Günter Seeck ist mit sechs Monaten an Poliomyelitis erkrankt und sitzt seitdem im Rollstuhl. Der Wahlkölner und gelernte Bürokaufmann arbeitet im Zentrum für selbstbestimmtes Leben (ZsL), einer Beratungsstelle für Menschen mit Behinderung. Betroffene beraten Betroffene „aus der eigenen Betroffenheit, sozusagen“, erklärt uns Seeck. Er ist außerdem einer von etwa 150 Teilnehmern, die Pfingstmontag (24.5.) an der Mad Pride in Köln teilnehmen. Die Parade, die seit 2015 im Rahmen des Sommerblut Kulturfestivals stattfindet, verspricht eine bunte und laute Party, in der die Andersartigkeit gemeinschaftlich und inklusiv gefeiert wird.
Mit Billie-Marie Wempe, Inklusionsbeauftragte des Sommerbluts, und Günter Seeck haben wir über besondere Begegnungen, neue Erfahrungen, über Inklusion, Solidarität und Akzeptanz gesprochen.
choices: Günter, wie bist du Teil der Mad Pride geworden und warum nimmst du teil?
Günter Seeck: Die Parade habe ich vor ungefähr fünf Jahren auf dem Ebertplatz kennengelernt und mir gedacht: „Was ist das für ein Haufen?“, und dass ich da mitmachen muss. Wir sind eben anders als andere und das wollen wir feiern. Würde die Veranstaltung nicht stattfinden, dann würde die Made Parade,– dann würden *wir* in Vergessenheit geraten.
Billie-Maria Wempe: Die Grundidee und Wichtigkeit der Mad Pride ist, dass wir Präsenz zeigen als Menschen, die am Rand der Gesellschaft sind und eigentlich doch mittendrin.
Was macht die Mad Pride so besonders für euch?
G: Wir hatten schon einige bunte Leute dabei und unter anderen Umständen lernt man sich nicht so leicht kennen. Aber bei der Parade trifft man sich an den verschiedensten Plätzen und feiert zusammen. Ich habe schon viele neue Leute kennengelernt, zu denen ich immer noch Kontakt habe.

§ Arbeitsaufträge
(1) Zähle alle Themen auf, über die laut Lesetext mit den beiden Gesprächspartnern gesprochen wurde.
(2) Schreibe den Lesetext von „Mit Billie-Marie Wempe, Inklusionsbeauftragte“ bis einschließlich „in Vergessenheit geraten.“ wortgetreu ab.
Die Datensätze sind eigenständiges Material und gehören nicht zum Lesetext.

(Dateneinträge)
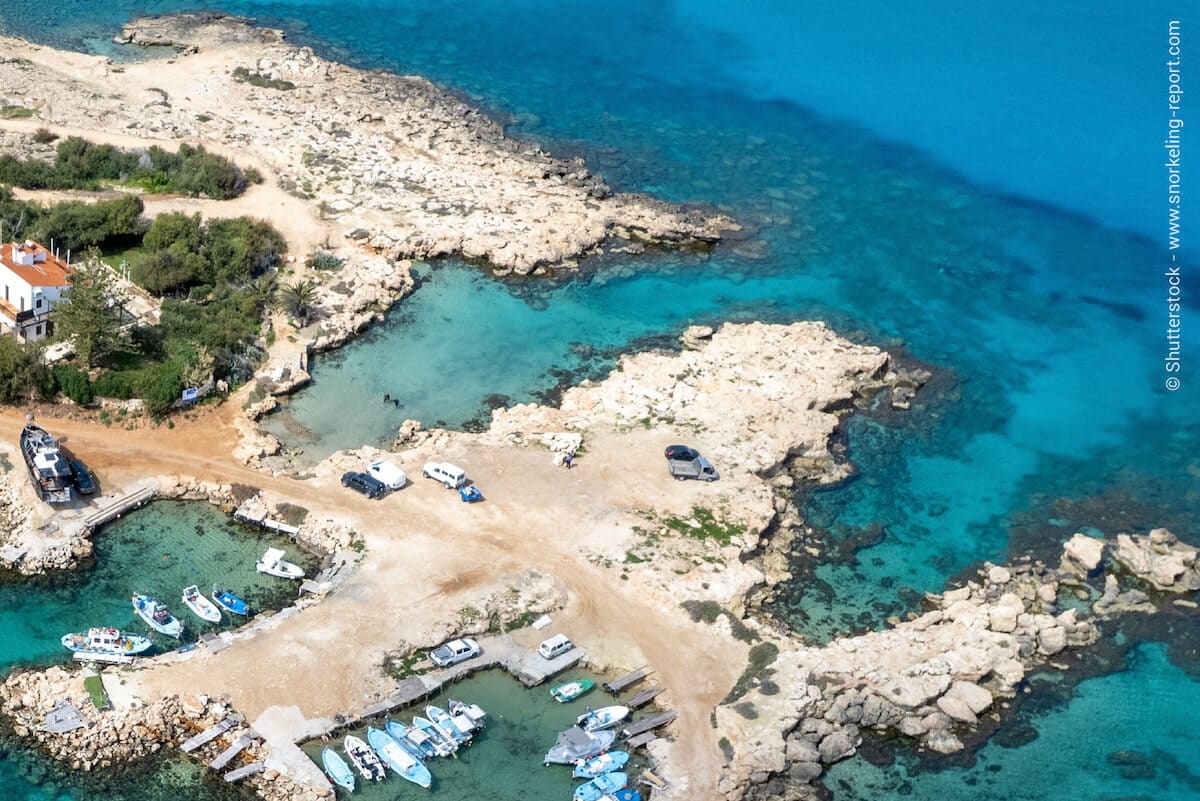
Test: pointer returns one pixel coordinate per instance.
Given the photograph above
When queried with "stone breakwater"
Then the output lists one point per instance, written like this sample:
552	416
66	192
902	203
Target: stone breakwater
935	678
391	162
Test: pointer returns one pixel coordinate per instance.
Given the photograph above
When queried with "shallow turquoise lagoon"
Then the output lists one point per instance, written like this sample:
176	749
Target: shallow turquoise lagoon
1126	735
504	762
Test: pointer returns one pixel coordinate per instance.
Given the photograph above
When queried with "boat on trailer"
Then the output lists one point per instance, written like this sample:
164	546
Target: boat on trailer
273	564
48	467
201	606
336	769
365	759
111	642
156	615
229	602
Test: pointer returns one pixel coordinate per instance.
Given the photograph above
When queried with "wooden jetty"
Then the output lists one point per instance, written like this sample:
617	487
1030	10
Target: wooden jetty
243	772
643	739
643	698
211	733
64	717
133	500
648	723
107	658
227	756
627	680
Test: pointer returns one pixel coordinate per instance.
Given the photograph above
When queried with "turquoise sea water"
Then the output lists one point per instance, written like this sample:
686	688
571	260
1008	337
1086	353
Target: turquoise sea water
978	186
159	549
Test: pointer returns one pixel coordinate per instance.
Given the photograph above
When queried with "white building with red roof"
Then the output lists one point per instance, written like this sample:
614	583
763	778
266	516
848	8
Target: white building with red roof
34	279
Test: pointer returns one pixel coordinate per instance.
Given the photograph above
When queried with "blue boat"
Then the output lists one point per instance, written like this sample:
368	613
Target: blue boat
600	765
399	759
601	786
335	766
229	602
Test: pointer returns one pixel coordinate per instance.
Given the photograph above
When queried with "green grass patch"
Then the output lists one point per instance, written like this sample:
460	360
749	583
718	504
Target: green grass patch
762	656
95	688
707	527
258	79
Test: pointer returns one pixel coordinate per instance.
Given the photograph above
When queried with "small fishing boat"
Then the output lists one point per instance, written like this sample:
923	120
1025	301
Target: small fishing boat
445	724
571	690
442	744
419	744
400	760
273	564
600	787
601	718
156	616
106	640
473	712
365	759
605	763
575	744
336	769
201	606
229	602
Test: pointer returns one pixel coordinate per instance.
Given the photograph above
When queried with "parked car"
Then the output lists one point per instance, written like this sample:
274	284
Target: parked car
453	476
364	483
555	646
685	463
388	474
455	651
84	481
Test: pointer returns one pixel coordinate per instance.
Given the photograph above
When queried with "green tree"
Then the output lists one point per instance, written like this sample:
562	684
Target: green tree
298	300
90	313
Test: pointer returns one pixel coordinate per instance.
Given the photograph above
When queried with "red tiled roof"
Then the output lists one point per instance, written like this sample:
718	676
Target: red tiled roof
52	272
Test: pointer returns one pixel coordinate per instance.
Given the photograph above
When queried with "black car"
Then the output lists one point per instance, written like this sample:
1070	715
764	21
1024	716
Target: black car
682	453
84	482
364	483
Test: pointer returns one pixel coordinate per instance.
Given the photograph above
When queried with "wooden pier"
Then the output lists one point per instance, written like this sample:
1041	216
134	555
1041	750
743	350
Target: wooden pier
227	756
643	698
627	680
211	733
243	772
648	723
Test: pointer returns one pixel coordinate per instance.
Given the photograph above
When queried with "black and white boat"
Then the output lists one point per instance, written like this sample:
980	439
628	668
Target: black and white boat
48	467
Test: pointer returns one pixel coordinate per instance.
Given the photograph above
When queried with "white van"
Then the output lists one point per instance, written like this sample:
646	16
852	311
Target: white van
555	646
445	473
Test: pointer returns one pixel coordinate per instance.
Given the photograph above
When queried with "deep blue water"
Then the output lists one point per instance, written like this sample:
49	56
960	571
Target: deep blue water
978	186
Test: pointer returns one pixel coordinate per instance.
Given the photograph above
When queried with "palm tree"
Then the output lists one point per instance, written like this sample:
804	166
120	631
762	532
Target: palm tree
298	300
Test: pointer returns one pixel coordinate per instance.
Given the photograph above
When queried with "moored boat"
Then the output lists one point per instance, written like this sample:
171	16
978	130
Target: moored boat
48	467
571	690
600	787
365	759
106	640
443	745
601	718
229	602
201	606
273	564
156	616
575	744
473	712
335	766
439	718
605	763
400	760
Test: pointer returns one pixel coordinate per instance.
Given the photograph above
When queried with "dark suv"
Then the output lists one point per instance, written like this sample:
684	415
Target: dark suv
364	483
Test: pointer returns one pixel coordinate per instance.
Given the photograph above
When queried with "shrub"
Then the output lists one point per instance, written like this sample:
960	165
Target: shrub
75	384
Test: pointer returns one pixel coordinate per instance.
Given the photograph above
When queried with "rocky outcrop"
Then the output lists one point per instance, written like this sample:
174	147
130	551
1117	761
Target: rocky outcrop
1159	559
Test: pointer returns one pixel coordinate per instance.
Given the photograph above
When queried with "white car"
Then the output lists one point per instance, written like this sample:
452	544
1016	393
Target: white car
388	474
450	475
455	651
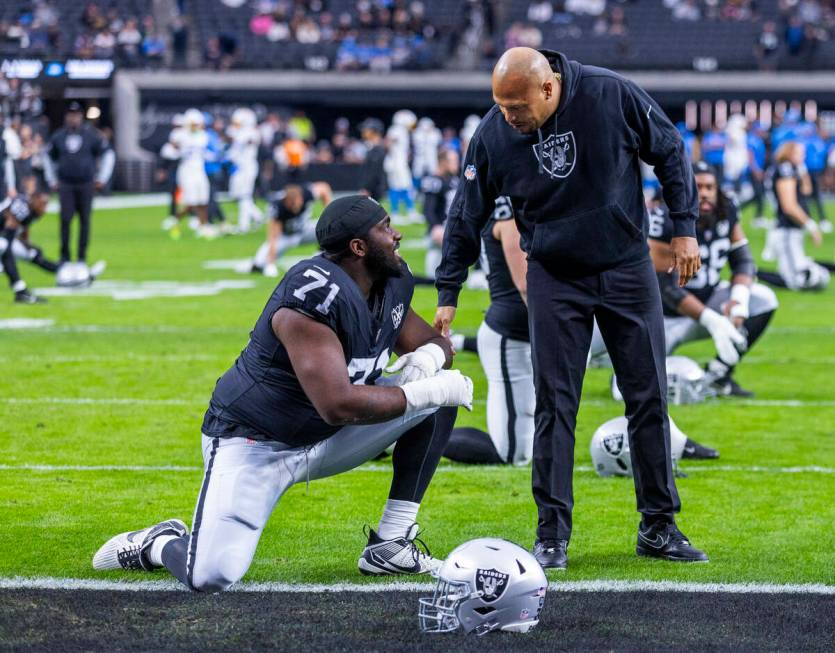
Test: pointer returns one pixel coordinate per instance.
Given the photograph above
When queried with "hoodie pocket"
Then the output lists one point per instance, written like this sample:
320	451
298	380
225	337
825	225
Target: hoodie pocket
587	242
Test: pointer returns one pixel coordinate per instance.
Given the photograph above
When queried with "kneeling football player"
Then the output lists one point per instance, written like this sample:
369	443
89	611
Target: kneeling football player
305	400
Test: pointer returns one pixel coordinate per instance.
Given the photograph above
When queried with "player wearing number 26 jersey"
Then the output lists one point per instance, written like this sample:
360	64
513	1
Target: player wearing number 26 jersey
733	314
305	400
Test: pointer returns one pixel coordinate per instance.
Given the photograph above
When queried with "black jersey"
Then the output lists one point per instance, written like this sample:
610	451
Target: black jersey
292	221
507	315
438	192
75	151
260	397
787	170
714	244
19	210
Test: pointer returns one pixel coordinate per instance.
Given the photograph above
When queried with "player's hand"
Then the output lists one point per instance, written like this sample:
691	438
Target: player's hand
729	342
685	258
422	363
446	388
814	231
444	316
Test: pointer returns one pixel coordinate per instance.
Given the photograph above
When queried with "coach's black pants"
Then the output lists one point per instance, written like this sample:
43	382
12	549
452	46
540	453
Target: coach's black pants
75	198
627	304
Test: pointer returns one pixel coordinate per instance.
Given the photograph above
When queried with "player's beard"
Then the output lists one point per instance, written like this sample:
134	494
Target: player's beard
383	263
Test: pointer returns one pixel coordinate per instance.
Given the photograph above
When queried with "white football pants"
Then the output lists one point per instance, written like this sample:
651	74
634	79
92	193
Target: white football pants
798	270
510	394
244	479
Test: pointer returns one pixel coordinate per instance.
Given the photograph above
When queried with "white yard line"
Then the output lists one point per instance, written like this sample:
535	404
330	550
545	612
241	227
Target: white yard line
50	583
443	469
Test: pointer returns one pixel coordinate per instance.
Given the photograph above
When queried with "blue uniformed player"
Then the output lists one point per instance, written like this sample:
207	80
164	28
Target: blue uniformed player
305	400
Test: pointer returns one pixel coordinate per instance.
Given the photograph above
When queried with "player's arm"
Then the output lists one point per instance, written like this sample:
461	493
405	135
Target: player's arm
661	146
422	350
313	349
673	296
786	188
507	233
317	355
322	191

§ Lösungen
(1) besondere Begegnungen, neue Erfahrungen, Inklusion, Solidarität, Akzeptanz

(2)
Mit Billie-Marie Wempe, Inklusionsbeauftragte des Sommerbluts, und Günter Seeck haben wir über besondere Begegnungen, neue Erfahrungen, über Inklusion, Solidarität und Akzeptanz gesprochen.
choices: Günter, wie bist du Teil der Mad Pride geworden und warum nimmst du teil?
Günter Seeck: Die Parade habe ich vor ungefähr fünf Jahren auf dem Ebertplatz kennengelernt und mir gedacht: „Was ist das für ein Haufen?“, und dass ich da mitmachen muss. Wir sind eben anders als andere und das wollen wir feiern. Würde die Veranstaltung nicht stattfinden, dann würde die Made Parade,– dann würden *wir* in Vergessenheit geraten.